● SOURCE DOCUMENT
— BEGIN —

FIG. 2 is a block diagram illustrating the basic components of an interactive imaging system in accordance with the present invention. The system 100 includes a plurality of input sensors 102-l through 102-n, a microprocessor 104, and a display 106. Each input sensor can be any one or combination of the following exemplary sensors: a camera, a pressure-sensitive tactile sensor, a microphone and a scent detector. It is to be understood that the input sensors output a digital signal to be received by the microprocessor for further processing. Additionally, it is to be understood that if the input sensors are analog devices, the system will further include an analog-to-digital converter 108 to converter the input signal into proper form to be processed by the microprocessor 104.
 The microprocessor 104 includes a program library 110 which contains various conventional software modules for processing the input signals from the input sensors. For example, for use in conjunction with an input signal from a video camera, a module can be invoked to segment and identified all objects in a given image. Another module may be used to determine the overall color of clothes on a person or the overall color or texture of a room. Additionally, modules may perform facial expression recognition, age recognition or ethnicity recognition of a person who enters the field of vision of one of the cameras of the system. Moreover, a module will be provided for allowing a user to associate the various input signals to various portions of an image being displayed thereby creating a set of “active rules” to transform the image.

— END —

● EXERCISE SET
A: In the interactive imaging system text, what extra component does the system include if the input sensors are analog devices?
B: Carry on the interactive imaging system description from its final sentence.

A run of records
— BEGIN —

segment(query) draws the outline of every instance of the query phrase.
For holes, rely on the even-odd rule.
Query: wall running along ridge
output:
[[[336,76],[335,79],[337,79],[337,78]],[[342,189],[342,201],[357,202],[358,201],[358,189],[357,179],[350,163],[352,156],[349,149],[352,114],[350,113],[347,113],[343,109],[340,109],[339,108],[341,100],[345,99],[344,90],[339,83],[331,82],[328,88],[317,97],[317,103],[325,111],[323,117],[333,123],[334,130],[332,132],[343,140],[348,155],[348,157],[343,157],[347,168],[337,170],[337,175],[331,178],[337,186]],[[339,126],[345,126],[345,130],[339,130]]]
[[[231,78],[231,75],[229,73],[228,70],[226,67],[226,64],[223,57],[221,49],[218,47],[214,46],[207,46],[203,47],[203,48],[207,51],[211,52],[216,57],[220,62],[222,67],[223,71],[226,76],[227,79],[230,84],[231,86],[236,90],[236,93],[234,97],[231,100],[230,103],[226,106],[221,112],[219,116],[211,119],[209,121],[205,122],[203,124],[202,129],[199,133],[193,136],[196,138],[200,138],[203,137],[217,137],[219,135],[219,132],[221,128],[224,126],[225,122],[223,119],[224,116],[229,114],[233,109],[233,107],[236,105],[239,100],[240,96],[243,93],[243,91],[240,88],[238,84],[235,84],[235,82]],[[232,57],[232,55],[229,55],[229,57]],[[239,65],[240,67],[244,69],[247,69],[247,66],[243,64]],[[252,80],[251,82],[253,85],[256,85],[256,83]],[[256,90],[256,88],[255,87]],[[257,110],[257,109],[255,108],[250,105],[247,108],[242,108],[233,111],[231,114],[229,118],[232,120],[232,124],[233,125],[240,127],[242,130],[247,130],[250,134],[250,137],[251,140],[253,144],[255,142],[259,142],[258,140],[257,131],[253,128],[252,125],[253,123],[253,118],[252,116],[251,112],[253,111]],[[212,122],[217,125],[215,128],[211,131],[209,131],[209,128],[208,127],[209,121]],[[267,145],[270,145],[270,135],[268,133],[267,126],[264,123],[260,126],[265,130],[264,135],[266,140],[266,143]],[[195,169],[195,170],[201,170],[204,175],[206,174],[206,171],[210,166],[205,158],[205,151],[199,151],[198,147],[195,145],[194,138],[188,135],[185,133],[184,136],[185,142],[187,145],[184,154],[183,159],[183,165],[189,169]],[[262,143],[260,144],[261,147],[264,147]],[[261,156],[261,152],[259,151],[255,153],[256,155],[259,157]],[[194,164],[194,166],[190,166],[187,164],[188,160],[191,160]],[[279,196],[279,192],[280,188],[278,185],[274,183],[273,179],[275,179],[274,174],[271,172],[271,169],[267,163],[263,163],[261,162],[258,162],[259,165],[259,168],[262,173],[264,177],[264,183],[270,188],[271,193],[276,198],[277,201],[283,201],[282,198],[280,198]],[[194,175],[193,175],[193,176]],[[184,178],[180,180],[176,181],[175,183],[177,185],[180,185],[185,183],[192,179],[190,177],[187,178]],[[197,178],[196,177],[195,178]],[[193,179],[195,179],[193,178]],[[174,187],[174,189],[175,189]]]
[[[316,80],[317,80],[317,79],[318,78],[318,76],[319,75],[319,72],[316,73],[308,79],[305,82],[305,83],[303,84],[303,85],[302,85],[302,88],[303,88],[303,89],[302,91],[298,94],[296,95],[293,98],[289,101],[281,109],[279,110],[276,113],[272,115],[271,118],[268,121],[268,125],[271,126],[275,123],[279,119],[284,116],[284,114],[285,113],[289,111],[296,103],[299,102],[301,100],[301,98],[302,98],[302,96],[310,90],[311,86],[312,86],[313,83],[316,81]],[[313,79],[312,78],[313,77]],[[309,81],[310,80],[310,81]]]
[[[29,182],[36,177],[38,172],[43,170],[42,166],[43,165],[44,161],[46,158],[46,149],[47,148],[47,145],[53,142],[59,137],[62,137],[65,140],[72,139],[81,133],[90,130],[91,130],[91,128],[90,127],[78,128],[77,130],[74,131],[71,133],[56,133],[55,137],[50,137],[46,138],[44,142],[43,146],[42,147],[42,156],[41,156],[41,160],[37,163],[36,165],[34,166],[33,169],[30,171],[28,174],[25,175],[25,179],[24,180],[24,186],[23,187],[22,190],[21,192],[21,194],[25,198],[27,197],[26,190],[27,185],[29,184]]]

— END —

● WRITTEN ANSWERS
A: An analog-to-digital converter 108, which puts the input signal into proper form for the microprocessor 104 to process.

B:
 The display 106 of the system will initially display an image which will change over time based on the input signals. The display 106 may be any conventional display, for example a CRT (cathode ray tube) monitor, a liquid crystal display (LCD), flat-panel plasma devices, etc. The initial image displayed can be acquired from an input sensor, i.e. a camera, or can be retrieved from a memory or storage device 112. The storage device 112 can also record over time the transformation of images to be played back at a later time.
 The system 100 may optionally further include an audio output device 114, such as a speaker. The audio output device will play digital audio files stored in memory 112 responsive to the input signals of the input sensors.
 With reference to FIGS. 3 through 5, a preferred embodiment and method thereof of the interactive imaging system will be discussed.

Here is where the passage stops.